(Labeled-object pointing records)

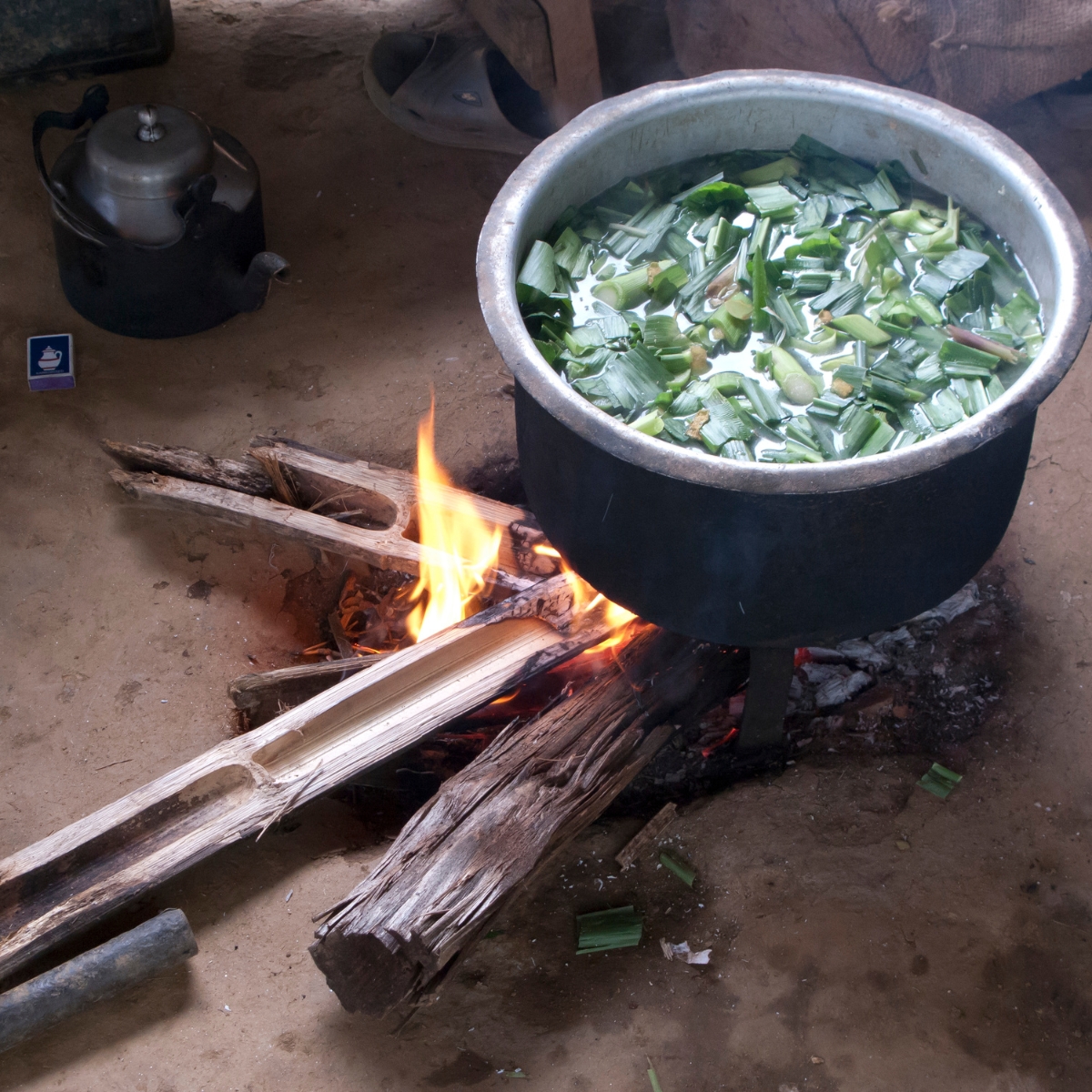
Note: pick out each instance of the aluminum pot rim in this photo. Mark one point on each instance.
(498, 251)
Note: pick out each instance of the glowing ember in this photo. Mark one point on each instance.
(460, 547)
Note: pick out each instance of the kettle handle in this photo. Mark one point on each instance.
(93, 106)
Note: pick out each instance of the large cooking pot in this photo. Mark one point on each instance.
(768, 555)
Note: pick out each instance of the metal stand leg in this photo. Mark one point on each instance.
(763, 722)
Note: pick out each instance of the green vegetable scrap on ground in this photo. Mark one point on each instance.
(786, 307)
(607, 929)
(686, 874)
(939, 781)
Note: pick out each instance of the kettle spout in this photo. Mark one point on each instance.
(248, 293)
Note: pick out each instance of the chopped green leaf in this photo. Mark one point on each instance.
(939, 781)
(607, 929)
(686, 874)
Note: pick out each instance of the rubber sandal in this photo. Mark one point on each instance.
(458, 92)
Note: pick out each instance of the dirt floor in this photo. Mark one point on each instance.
(865, 935)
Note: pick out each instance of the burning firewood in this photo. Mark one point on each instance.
(76, 876)
(500, 819)
(344, 506)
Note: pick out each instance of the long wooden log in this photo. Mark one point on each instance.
(245, 475)
(501, 817)
(263, 694)
(181, 480)
(75, 877)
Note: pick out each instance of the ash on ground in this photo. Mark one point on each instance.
(924, 687)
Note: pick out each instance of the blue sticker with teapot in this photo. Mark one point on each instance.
(49, 364)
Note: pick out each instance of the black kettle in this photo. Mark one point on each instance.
(157, 219)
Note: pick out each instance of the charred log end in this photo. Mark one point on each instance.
(365, 975)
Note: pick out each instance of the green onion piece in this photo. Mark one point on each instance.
(953, 352)
(961, 263)
(538, 277)
(726, 382)
(786, 314)
(828, 407)
(973, 396)
(812, 214)
(827, 343)
(1019, 311)
(716, 244)
(956, 369)
(759, 236)
(838, 292)
(737, 450)
(626, 290)
(793, 380)
(686, 874)
(607, 929)
(774, 201)
(740, 307)
(759, 290)
(662, 331)
(731, 329)
(878, 441)
(809, 282)
(858, 427)
(890, 390)
(710, 196)
(861, 329)
(928, 338)
(724, 424)
(911, 219)
(944, 410)
(976, 341)
(939, 781)
(549, 349)
(890, 278)
(773, 172)
(802, 430)
(851, 374)
(926, 309)
(568, 251)
(880, 194)
(765, 407)
(649, 423)
(667, 282)
(583, 339)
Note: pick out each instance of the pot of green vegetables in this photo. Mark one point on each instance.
(779, 341)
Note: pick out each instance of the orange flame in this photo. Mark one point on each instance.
(460, 549)
(584, 599)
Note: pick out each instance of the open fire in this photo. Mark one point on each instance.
(457, 577)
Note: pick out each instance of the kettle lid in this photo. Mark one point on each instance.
(150, 152)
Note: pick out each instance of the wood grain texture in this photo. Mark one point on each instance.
(492, 824)
(245, 475)
(76, 876)
(386, 550)
(385, 500)
(263, 694)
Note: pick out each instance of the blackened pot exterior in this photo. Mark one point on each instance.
(758, 554)
(768, 569)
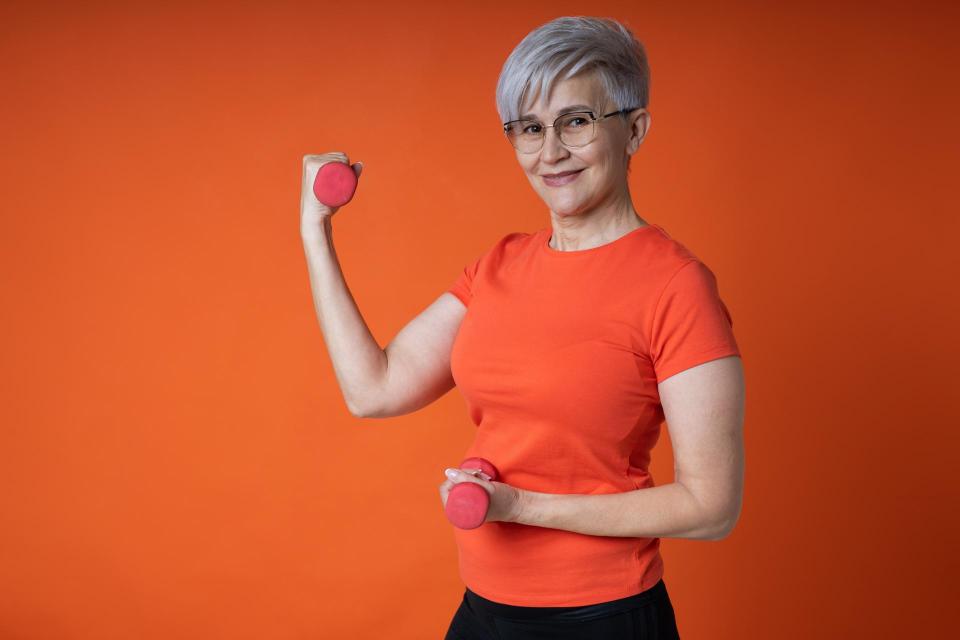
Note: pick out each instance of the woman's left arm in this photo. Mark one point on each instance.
(704, 410)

TASK DIRECTIONS | Can you rewrite the records starting at the line containing "Note: pick out each instance of the blackened" and ending at the last line of the records, with every point coordinate in the answers shifted by -130 and the requests kept as they are? Leave the picture out of your reply.

RESPONSE TO THIS EXERCISE |
Note: pick out each instance of the blackened pot exterior in this photo. Mark one point on each instance.
(628, 424)
(638, 439)
Note: pick out each instance of the woman's left arm in this photo. Mark one point on each instance.
(574, 280)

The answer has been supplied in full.